### YOUR GOAL
From the 2020 book review, print everything from "2020 Book Review: The" down to "most of them!" word for word.

2020 Book Review: The Good, The Weird, and The Entertaining


This book review will keep you reading all year long!


At the beginning of 2020, I heard many friends and coworkers say their New Year’s resolution was to read more. Some downloaded apps to help encourage their progress, some recruited reading buddies for added accountability, and some, I suspect, backed quietly away from the dumpster fire that was 2020 without cracking open a single one. Me? I didn’t officially resolve to read more but read more, I did. With the help of the best book club ever, I managed to read at least two books a month and actually enjoyed most of them!

Here are some of the highlights:

The winner of the “You Haven’t Read [INSERT POPULAR BOOK HERE]?!” category:

Little Fires Everywhere, by Celeste Ng

Long story short: it lived up to the hype. I read it in 48 hours. Note: I don’t have Hulu, so I haven’t seen the series and can’t compare, but with a cast including Kerry Washington and Reese Witherspoon, it has to be entertaining!

### EXCERPTED DATA
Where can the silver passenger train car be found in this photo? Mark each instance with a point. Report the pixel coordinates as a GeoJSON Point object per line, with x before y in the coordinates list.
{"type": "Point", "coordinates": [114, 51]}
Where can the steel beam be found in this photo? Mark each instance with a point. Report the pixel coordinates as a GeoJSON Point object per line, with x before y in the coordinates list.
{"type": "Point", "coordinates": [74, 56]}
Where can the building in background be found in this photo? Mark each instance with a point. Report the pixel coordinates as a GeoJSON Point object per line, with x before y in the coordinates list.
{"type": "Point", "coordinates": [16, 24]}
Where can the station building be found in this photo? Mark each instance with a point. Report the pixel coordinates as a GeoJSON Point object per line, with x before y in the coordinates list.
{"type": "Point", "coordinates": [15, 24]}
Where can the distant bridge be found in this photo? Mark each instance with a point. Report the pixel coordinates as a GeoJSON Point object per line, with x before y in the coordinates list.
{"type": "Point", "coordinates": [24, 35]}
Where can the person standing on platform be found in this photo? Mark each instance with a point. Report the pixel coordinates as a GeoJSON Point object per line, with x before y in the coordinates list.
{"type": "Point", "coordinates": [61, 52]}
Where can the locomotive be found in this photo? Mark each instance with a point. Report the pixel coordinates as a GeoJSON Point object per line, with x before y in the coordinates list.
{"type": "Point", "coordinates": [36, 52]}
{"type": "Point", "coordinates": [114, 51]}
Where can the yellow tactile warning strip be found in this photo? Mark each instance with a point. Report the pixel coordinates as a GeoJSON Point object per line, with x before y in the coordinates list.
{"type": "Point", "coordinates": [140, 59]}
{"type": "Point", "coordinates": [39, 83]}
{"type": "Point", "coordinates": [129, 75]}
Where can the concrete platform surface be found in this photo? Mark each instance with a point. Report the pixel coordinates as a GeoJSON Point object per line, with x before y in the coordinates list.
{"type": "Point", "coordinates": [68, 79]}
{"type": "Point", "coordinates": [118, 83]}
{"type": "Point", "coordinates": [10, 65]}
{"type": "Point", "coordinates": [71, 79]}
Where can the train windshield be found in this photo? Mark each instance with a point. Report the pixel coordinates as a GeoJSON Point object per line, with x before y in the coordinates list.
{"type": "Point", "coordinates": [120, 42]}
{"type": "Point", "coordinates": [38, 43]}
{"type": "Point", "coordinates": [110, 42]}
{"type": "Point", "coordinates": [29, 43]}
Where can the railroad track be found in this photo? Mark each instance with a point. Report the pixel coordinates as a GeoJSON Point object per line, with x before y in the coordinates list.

### OUTPUT OF THE TASK
2020 Book Review: The Good, The Weird, and The Entertaining


This book review will keep you reading all year long!


At the beginning of 2020, I heard many friends and coworkers say their New Year’s resolution was to read more. Some downloaded apps to help encourage their progress, some recruited reading buddies for added accountability, and some, I suspect, backed quietly away from the dumpster fire that was 2020 without cracking open a single one. Me? I didn’t officially resolve to read more but read more, I did. With the help of the best book club ever, I managed to read at least two books a month and actually enjoyed most of them!